INSTRUCTIONS -
A: According to the nuclear power text, what share of natural uranium is U-235?
B: Pick up the nuclear power text after its final sentence and keep writing it.

PROVIDED TEXT -
★ ★ ★ ★ ★

With many experts worried about carbon emissions and the use of too many non replenishable resources, the United States has begun to turn to nuclear power. Nuclear power plants use heat produced through nuclear fission to evaporate water into steam. The steam produced spins large turbines which generate electricity. In nuclear fission, atoms are split into smaller atoms inside of a reactor, which is powered by uranium fuel in the form of ceramic pellets. These pellets are much more efficient than other energy sources; one pellet has the same amount of energy as 150 gallons of oil! Within the nuclear plants, the steam is cooled back into water in a separate building called the cooling tower, and it can be reused in this process. Some nuclear plants even use local water sources, like lakes, rivers, and oceans, to help cool the steam.
Obviously, this seems like an incredibly efficient, helpful way to create large amounts of energy. However, a question quickly arises: where does the fuel come from, and possibly more importantly, where does it go? Nuclear power plants use a special type of uranium – U-235 – because its atoms are easily split, but it is relatively rare, only making up 0.7% of natural uranium. In the United States, most uranium is gained through in-situ recovery, in which sand and gravel particles from open water reservoirs are exposed to a solution that dissolves the uranium. After the uranium is pumped out of the reservoir, conversion and enrichment facilities process the fuel and turn it into the fuel pellets mentioned earlier. There are many more steps in this process, but eventually the uranium pellets are placed in fuel assemblies and transported to the reactors. The reactor core’s mechanics are fairly simple, and placing the fuel assemblies together along with water is all that is needed to initiate nuclear fission. After the reaction, the fuel assemblies are highly radioactive and must be placed underwater for several years, which serves to cool them off and block radiation. Currently, these used fuel assemblies are held in storage containers outside power plants once they are not radioactive anymore, since the US has no permanent place to store nuclear waste.

★ ★ ★ ★ ★

Region pointing data -

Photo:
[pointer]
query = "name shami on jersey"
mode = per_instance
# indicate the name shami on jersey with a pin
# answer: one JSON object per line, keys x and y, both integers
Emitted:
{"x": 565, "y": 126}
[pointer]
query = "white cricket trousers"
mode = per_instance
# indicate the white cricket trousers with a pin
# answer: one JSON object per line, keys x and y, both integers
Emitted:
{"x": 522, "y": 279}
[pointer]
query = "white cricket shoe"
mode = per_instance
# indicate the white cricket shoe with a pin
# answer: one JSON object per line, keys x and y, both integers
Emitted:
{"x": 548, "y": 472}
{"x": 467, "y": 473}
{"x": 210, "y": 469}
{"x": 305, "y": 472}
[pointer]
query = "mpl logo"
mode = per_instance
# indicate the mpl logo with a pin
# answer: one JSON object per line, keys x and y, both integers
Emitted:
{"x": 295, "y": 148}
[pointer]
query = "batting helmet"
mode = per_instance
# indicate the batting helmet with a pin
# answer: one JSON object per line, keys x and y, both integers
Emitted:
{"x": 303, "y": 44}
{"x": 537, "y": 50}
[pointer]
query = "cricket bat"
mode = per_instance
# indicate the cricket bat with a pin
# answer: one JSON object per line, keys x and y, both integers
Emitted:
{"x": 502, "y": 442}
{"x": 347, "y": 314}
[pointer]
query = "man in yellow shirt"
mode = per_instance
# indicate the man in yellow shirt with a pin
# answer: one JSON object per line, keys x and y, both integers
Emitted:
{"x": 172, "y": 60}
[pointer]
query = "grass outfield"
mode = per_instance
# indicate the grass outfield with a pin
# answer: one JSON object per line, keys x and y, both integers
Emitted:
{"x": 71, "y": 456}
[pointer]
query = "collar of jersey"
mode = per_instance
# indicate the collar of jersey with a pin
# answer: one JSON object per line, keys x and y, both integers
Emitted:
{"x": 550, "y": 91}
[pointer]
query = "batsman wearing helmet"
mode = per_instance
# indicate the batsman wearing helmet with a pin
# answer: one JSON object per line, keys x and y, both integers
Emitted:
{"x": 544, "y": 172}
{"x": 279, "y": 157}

★ ★ ★ ★ ★

RESPONSES BY ITEM NUMBER -
A: 0.7%

B:
With its varied benefits and disadvantages, many people disagree on whether nuclear power is worth the risk. Some believe that the low carbon emissions caused by nuclear power plants provide a strong argument for their use; for context, for every 29 tonnes of carbon dioxide released from nuclear power plants, solar power produces 85 tonnes, coal produces 888, and lignite produces 1,045. Additionally, nuclear power does not rely on the fortune of an outside force, like wind or sun, and plants can run for years with minimal to no maintenance. However, those against nuclear power point to incidents like Chernobyl, a famous disaster in which a nuclear reactor went out of control, destroying the nuclear plant and releasing harmful radiation, to argue that the danger of a power plant malfunctioning is not worth the potential benefits it may produce. Overall, nuclear power is a very hot topic—no pun intended—in the conversation of climate change. If utilized, these power plants could lead to energy production with much lower carbon dioxide emissions, thus slowing the build up of greenhouse gasses in the atmosphere. However, eventually one will be forced to answer the essential question behind the nuclear power debate: what is more dangerous, the slow warming of our planet and loss of natural resources, or the potential of a disastrous explosion and radiation leak?